- _Wat te doen_: Zoek in de records hieronder elke regel waarin het woord "hair" voorkomt, en neem die regels over.

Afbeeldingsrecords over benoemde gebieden
# # # #

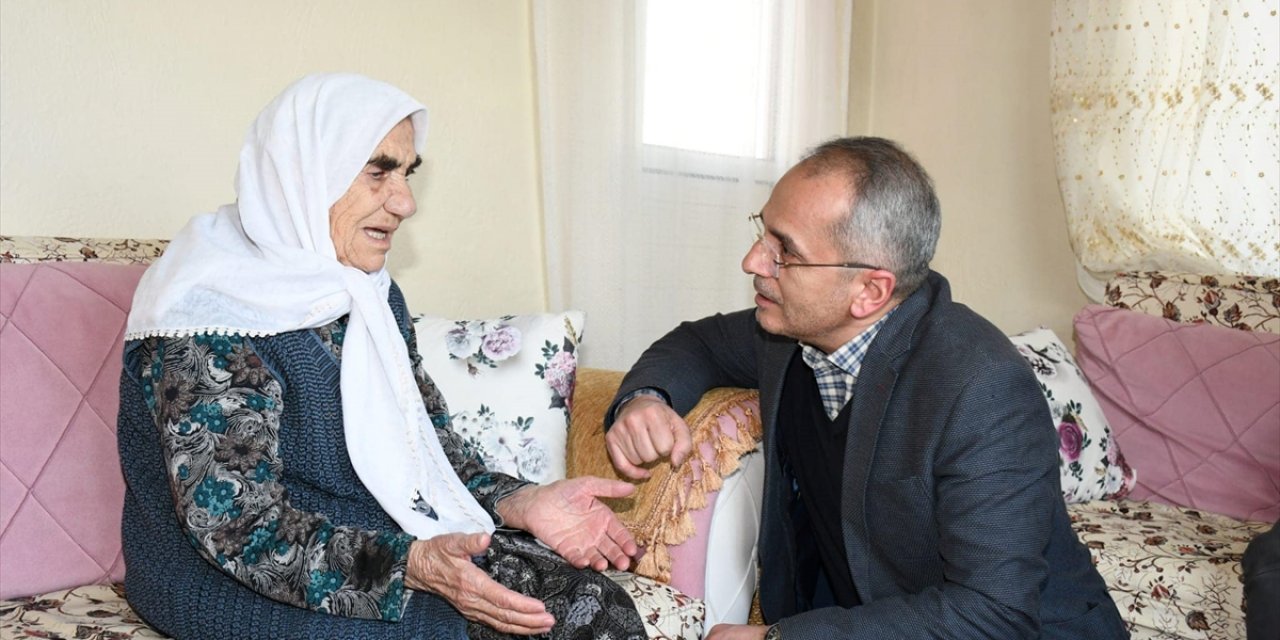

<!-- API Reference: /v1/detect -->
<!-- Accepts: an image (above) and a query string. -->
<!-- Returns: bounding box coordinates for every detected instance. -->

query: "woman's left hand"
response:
[497,476,639,571]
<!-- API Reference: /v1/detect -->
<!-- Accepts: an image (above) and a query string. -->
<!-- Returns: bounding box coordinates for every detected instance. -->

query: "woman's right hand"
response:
[404,534,556,635]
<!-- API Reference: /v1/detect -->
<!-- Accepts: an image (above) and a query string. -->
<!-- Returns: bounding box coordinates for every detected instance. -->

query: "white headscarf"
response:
[125,74,494,539]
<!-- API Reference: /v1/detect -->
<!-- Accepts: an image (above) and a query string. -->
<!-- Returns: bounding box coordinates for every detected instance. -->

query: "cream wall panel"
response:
[850,0,1085,340]
[0,0,545,316]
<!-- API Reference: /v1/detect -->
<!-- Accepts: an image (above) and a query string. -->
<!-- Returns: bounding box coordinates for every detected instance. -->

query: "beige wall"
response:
[0,0,1084,340]
[0,0,545,316]
[850,0,1085,344]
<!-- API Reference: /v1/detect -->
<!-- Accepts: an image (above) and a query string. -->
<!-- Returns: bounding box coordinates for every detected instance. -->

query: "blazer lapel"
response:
[841,282,934,602]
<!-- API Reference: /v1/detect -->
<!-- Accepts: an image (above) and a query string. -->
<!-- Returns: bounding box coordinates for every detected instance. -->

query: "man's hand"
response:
[604,396,694,480]
[704,625,769,640]
[497,476,640,571]
[404,534,556,635]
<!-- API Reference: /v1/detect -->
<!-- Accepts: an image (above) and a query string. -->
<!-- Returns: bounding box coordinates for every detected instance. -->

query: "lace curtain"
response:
[532,0,852,370]
[1051,0,1280,298]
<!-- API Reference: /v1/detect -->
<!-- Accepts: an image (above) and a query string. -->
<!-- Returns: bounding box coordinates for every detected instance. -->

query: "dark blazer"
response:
[608,273,1129,640]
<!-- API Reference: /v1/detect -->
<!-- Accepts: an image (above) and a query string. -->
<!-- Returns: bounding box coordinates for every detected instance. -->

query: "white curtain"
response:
[532,0,851,370]
[1051,0,1280,297]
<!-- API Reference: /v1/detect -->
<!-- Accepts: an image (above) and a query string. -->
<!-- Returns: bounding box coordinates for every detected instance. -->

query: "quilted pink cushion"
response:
[1075,306,1280,522]
[0,262,145,598]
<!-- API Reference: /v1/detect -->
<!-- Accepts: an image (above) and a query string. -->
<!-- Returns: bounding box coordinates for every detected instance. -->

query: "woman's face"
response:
[329,118,422,273]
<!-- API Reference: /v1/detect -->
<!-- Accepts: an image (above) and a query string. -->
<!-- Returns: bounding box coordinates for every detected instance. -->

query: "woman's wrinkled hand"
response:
[404,534,556,635]
[497,476,639,571]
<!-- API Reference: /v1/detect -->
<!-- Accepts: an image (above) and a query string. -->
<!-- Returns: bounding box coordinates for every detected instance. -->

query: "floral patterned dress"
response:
[120,282,644,639]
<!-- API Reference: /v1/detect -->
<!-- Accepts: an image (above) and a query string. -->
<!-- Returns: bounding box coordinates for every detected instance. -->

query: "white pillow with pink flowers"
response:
[413,311,584,483]
[1009,328,1137,503]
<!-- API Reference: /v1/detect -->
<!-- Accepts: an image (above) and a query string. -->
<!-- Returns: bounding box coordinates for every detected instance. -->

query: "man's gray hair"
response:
[800,137,942,300]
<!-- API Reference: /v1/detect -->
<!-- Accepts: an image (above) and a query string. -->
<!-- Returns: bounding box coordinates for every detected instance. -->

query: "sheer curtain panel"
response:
[532,0,851,369]
[1050,0,1280,298]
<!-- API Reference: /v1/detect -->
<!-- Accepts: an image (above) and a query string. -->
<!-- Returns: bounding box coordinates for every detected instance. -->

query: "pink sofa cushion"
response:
[1075,306,1280,521]
[0,262,145,598]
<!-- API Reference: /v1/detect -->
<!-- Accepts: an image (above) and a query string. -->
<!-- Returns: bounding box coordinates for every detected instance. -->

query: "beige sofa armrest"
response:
[566,369,760,582]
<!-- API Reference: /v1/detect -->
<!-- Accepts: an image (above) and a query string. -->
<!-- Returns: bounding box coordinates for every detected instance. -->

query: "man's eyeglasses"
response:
[746,214,881,278]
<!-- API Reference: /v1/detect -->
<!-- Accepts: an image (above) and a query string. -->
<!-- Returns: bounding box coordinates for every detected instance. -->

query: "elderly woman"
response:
[119,74,644,639]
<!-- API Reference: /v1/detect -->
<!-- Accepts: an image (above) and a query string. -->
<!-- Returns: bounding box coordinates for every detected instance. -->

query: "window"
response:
[641,0,780,161]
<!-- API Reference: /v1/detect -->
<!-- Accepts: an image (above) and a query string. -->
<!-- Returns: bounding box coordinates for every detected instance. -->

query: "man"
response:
[607,138,1128,640]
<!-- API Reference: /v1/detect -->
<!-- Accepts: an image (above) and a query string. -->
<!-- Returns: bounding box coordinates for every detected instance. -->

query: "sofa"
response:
[0,237,1280,639]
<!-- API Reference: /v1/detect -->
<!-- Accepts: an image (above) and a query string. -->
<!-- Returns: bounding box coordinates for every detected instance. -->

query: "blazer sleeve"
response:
[780,358,1062,640]
[604,308,765,429]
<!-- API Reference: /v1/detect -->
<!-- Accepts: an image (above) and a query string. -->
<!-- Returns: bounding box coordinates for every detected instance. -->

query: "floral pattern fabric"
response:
[1106,271,1280,333]
[128,317,527,620]
[413,311,584,483]
[0,585,168,640]
[1010,329,1137,503]
[1068,500,1271,640]
[137,334,413,620]
[0,236,169,265]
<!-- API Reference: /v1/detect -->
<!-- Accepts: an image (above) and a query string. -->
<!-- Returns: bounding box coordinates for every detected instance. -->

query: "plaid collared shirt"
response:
[800,311,893,420]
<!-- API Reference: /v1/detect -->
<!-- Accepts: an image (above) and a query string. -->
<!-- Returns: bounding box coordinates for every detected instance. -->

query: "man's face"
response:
[742,166,861,353]
[329,118,422,273]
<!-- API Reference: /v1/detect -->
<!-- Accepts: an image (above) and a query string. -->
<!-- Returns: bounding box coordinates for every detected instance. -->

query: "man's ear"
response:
[849,269,897,320]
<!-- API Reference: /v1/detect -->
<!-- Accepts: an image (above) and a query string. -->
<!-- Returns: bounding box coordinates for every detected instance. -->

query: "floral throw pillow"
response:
[1010,329,1137,503]
[413,311,584,483]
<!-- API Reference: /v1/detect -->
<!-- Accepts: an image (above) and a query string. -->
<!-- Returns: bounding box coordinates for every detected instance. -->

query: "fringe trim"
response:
[622,388,763,584]
[124,326,285,342]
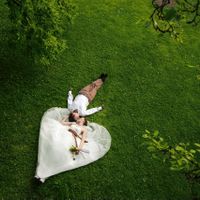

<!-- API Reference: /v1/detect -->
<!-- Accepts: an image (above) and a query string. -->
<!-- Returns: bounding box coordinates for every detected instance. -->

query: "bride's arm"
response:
[78,128,87,150]
[60,115,74,126]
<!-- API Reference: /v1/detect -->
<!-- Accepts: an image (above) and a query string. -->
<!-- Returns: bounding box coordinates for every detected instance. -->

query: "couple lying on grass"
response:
[35,74,111,182]
[61,73,107,154]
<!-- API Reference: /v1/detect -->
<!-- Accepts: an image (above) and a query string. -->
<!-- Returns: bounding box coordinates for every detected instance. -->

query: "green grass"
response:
[0,0,200,200]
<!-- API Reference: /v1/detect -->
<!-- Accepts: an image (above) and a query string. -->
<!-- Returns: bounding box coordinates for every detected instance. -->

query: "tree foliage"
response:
[7,0,75,64]
[143,130,200,199]
[150,0,200,41]
[143,130,200,181]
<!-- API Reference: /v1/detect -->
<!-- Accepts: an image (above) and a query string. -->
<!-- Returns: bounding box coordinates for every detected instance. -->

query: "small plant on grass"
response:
[143,130,200,198]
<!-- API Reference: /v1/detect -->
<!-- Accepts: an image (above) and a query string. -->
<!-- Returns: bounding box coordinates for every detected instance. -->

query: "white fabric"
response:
[35,108,111,182]
[68,91,102,116]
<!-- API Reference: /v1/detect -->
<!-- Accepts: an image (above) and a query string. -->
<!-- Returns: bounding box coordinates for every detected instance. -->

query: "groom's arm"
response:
[82,106,103,116]
[67,90,74,109]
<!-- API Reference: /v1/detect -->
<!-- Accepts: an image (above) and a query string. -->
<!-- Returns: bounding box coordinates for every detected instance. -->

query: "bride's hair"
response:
[80,116,88,126]
[68,113,76,122]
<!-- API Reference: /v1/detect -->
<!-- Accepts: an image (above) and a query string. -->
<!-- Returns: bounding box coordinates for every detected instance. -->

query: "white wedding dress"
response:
[35,108,111,182]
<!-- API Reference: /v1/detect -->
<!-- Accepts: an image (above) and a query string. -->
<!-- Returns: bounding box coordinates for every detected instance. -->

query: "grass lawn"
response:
[0,0,200,200]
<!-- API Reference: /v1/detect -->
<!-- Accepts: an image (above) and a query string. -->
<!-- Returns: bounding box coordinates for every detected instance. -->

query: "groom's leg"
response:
[79,79,103,102]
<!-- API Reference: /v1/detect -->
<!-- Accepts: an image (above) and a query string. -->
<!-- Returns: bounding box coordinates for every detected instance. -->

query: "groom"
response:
[67,73,108,122]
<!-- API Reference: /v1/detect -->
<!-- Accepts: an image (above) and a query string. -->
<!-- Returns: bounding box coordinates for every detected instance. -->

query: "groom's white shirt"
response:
[67,91,102,116]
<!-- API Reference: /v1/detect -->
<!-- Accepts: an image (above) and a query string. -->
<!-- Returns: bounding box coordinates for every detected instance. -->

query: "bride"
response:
[35,108,111,182]
[61,116,87,154]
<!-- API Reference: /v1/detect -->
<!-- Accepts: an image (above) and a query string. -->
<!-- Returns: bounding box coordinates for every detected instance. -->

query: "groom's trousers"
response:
[79,79,103,102]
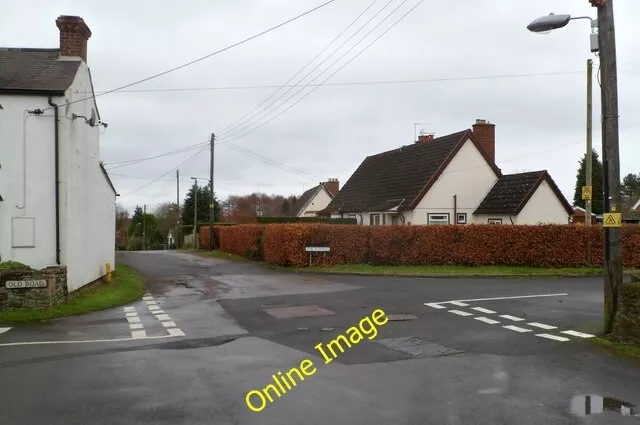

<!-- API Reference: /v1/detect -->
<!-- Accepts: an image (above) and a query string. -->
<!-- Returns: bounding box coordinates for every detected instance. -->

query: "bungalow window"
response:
[427,214,449,224]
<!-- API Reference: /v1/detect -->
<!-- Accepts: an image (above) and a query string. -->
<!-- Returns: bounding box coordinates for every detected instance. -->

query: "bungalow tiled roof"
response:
[0,47,81,94]
[474,170,573,215]
[322,130,501,214]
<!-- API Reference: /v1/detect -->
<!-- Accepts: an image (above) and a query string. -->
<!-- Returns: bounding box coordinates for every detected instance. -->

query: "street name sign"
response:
[5,279,47,289]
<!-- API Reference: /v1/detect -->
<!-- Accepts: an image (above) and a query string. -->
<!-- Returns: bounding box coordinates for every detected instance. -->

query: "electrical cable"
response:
[218,0,390,135]
[43,0,336,111]
[220,0,412,137]
[94,71,584,93]
[220,0,424,140]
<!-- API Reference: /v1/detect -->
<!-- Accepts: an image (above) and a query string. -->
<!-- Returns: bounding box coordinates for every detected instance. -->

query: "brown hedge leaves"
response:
[220,224,640,267]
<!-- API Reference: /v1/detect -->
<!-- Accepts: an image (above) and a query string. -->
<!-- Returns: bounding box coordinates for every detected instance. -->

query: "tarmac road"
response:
[0,252,640,425]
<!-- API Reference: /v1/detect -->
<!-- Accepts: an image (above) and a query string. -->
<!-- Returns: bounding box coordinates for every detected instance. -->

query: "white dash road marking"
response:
[500,314,524,322]
[561,331,595,338]
[450,293,569,303]
[471,307,496,314]
[424,303,446,309]
[536,334,571,342]
[503,325,531,333]
[529,322,558,335]
[131,330,147,339]
[167,328,184,336]
[474,317,500,325]
[449,310,473,316]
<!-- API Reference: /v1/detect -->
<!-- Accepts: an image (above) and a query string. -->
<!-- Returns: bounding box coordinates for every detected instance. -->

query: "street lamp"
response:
[527,0,623,333]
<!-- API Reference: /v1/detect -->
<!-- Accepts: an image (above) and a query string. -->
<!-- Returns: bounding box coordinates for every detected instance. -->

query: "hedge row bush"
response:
[256,216,358,224]
[214,224,640,267]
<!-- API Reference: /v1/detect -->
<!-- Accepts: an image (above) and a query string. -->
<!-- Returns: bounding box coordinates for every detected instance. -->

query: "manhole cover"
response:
[387,314,418,322]
[264,305,335,319]
[375,336,462,358]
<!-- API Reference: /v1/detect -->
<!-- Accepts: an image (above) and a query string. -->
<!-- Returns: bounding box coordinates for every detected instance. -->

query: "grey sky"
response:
[0,0,640,209]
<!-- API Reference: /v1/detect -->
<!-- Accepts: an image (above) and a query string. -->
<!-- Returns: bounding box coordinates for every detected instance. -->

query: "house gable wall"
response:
[518,181,569,224]
[405,140,498,225]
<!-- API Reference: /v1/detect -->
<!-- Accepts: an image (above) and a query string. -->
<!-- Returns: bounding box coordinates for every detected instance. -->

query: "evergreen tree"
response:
[573,150,604,214]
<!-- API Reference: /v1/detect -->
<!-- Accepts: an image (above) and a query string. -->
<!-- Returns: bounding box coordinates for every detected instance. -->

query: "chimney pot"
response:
[56,15,91,62]
[473,119,496,164]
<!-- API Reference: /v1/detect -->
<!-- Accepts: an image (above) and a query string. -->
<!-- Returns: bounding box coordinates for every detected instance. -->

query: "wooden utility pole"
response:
[209,133,216,250]
[592,0,623,333]
[176,170,182,249]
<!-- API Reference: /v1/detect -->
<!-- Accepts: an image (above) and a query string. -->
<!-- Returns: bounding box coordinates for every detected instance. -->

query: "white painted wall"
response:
[405,140,498,225]
[0,59,115,290]
[56,63,116,290]
[298,189,331,217]
[518,181,569,224]
[0,95,56,268]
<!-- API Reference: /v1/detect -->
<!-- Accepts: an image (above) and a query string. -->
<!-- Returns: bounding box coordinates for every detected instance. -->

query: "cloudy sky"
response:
[0,0,640,209]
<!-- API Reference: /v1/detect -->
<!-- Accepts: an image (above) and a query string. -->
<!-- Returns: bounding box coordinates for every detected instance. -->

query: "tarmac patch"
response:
[373,336,463,359]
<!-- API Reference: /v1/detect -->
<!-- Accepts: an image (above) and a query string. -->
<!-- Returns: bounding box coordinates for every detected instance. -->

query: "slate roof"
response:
[474,170,573,215]
[0,47,81,95]
[322,130,501,214]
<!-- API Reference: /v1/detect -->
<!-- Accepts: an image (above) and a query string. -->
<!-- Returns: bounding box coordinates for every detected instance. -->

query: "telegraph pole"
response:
[142,204,147,251]
[591,0,623,333]
[176,170,182,249]
[209,133,216,250]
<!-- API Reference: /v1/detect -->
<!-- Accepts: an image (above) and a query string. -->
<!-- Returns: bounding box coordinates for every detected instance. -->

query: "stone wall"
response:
[0,266,68,311]
[613,281,640,344]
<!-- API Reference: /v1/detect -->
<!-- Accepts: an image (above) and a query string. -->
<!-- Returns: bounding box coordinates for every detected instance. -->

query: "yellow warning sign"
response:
[602,213,622,227]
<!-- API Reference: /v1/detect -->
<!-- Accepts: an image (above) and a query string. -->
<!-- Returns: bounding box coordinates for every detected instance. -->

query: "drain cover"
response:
[375,336,462,358]
[264,305,335,319]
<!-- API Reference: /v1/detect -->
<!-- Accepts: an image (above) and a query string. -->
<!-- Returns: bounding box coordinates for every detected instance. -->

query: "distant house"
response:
[571,206,602,224]
[0,16,116,292]
[290,179,340,217]
[321,120,573,225]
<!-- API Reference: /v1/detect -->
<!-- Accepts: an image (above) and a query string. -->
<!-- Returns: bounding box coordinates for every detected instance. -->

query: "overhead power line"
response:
[224,0,408,137]
[219,0,384,134]
[44,0,336,111]
[120,146,207,199]
[220,0,424,140]
[92,71,584,93]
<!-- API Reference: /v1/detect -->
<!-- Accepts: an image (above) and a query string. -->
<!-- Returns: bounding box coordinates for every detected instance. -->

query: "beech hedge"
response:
[214,224,640,267]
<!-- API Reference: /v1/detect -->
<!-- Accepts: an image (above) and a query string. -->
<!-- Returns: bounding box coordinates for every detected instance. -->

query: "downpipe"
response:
[49,96,60,265]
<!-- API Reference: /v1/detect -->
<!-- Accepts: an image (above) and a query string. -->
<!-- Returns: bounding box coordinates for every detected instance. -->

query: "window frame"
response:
[427,213,451,226]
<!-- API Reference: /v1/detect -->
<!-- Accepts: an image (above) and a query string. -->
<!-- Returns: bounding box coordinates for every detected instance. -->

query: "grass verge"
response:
[295,264,603,276]
[0,264,145,325]
[185,249,250,261]
[590,337,640,361]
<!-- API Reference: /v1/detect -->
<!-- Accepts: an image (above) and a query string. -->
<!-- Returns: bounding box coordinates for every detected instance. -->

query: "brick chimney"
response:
[473,119,496,163]
[56,15,91,62]
[325,179,340,196]
[416,133,435,143]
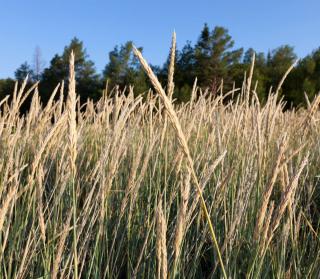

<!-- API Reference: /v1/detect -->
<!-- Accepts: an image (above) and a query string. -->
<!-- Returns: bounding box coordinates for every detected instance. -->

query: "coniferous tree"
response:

# # # #

- _Antwoord oefening_:
query: "man's gray hair"
query: "bride's hair"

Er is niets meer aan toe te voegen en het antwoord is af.